ENTRIES SHOWN:
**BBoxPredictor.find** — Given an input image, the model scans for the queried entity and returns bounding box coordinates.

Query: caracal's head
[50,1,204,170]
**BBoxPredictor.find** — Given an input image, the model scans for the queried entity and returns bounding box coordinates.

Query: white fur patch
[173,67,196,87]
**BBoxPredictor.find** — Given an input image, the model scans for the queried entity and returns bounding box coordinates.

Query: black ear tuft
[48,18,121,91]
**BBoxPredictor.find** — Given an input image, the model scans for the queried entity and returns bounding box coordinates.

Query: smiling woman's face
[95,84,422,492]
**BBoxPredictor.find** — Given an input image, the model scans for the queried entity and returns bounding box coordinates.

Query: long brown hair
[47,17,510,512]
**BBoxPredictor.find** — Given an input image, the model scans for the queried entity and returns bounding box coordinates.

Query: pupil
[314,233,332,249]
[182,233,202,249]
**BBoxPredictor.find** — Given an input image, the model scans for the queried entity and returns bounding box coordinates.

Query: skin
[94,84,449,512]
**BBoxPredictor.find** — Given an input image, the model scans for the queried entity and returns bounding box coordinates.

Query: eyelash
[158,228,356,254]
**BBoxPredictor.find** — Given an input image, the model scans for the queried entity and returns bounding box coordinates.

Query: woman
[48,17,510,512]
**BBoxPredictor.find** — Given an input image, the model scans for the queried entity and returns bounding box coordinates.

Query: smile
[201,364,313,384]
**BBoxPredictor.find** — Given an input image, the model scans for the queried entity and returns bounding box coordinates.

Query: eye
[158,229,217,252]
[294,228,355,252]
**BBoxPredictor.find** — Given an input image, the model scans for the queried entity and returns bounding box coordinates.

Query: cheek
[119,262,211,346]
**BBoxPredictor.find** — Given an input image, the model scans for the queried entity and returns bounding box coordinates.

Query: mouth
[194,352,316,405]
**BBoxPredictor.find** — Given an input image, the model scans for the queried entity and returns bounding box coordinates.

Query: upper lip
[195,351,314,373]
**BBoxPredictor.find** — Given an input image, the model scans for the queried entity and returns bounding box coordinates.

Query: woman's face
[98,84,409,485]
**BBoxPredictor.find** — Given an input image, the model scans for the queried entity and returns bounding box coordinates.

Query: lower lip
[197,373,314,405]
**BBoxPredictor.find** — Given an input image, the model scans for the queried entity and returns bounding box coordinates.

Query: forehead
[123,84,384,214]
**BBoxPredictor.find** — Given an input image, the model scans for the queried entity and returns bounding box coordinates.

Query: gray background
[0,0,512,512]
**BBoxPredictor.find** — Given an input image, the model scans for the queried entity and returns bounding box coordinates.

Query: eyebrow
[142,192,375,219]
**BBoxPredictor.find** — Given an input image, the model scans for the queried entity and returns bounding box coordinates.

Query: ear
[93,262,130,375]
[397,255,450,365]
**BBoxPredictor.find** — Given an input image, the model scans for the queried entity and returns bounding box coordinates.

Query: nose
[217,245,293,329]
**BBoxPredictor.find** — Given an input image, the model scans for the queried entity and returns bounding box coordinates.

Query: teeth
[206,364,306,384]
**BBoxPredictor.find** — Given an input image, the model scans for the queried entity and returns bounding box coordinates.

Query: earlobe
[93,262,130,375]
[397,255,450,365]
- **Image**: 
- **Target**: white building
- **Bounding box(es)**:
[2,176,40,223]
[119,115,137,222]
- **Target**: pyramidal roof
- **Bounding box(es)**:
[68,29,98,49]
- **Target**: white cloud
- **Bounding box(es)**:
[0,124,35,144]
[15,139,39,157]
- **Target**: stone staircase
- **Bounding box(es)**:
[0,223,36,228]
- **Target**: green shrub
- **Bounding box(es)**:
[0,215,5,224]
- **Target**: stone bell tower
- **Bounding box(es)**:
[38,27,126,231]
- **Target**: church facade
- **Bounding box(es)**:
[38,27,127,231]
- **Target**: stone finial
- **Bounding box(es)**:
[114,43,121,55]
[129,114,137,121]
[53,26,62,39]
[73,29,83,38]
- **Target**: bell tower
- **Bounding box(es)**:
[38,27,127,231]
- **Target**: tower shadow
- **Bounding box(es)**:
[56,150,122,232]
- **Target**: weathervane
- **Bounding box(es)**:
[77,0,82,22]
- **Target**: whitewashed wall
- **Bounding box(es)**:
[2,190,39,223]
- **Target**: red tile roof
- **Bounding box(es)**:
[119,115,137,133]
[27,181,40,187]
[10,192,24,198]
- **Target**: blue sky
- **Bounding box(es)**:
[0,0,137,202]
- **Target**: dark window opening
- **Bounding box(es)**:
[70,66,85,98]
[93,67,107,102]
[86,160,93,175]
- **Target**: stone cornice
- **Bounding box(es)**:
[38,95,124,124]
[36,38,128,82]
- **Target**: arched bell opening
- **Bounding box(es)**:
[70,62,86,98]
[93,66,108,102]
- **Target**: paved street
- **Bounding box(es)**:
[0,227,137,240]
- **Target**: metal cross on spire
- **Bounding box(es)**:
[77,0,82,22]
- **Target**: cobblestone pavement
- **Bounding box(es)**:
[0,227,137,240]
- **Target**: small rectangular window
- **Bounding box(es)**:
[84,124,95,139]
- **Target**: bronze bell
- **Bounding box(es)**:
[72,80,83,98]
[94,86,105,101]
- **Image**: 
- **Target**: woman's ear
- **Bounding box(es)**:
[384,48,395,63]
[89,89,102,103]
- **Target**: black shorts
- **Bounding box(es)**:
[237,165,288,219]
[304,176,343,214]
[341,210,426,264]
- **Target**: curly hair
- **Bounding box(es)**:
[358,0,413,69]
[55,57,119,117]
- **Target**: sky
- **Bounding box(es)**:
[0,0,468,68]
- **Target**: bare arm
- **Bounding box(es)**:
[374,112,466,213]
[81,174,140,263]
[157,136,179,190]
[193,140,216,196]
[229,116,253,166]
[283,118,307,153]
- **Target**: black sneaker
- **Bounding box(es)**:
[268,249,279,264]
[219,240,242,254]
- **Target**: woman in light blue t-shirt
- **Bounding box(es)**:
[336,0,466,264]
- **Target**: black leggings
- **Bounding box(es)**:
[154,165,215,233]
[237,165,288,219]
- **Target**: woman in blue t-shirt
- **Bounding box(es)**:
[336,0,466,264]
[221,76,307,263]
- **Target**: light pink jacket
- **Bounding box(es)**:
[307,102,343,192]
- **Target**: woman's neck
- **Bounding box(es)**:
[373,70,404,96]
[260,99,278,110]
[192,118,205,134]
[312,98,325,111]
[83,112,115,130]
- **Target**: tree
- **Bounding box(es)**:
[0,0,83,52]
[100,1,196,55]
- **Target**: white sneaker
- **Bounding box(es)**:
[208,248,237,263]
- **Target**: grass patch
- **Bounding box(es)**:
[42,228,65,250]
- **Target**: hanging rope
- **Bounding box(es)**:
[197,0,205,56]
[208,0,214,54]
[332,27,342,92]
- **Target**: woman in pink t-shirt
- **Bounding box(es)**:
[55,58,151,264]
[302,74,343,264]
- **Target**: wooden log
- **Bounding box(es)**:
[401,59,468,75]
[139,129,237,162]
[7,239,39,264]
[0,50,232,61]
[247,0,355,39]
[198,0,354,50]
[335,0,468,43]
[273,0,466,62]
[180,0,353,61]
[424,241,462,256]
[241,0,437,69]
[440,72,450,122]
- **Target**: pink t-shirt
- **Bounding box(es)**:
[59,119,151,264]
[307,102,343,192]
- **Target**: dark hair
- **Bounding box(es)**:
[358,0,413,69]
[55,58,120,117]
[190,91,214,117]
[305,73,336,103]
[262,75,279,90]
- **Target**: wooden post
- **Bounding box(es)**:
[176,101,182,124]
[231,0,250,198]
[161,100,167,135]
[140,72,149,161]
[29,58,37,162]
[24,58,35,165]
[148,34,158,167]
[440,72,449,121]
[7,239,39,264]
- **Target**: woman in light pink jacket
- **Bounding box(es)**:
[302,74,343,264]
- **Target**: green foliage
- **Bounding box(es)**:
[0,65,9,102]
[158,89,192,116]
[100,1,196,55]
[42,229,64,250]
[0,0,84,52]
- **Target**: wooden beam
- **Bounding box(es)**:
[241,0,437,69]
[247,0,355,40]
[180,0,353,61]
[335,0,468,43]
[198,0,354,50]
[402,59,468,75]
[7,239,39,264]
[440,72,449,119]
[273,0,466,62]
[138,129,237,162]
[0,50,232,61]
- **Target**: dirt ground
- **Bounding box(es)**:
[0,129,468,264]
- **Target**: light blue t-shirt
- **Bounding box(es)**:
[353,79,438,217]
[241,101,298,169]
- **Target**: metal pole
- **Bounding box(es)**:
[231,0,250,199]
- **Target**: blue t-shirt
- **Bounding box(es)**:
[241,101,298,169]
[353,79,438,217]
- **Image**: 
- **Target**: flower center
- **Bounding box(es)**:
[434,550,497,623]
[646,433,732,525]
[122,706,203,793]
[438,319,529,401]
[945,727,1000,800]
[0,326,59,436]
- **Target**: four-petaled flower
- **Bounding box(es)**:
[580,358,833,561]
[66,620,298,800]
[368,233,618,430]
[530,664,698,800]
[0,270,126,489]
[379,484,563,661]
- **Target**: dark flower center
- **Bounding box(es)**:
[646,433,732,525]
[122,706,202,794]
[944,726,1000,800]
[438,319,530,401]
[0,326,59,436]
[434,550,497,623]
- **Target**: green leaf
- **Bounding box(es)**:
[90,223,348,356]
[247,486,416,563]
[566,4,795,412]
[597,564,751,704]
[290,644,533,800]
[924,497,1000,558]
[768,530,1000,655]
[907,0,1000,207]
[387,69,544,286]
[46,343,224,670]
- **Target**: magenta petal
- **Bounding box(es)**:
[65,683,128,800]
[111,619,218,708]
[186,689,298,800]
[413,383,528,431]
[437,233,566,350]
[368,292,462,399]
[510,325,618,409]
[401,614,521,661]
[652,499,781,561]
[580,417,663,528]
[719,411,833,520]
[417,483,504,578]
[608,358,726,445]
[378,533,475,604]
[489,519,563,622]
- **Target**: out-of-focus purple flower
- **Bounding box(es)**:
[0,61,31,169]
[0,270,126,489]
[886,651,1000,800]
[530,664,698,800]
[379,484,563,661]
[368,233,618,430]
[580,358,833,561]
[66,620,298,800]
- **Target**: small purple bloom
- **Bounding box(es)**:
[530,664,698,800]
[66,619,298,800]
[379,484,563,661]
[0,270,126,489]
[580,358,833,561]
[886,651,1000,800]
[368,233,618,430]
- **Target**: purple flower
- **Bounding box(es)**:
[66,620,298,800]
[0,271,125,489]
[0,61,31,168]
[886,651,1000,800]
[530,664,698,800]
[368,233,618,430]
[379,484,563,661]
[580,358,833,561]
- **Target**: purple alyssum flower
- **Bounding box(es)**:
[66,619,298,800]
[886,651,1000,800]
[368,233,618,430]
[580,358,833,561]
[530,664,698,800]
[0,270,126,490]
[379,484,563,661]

SET PROBLEM: Count the lines in the records that contain the string "hair", treating uppercase and lowercase letters as different. Reply with the number only.

RESULT OF THIS EXERCISE: 3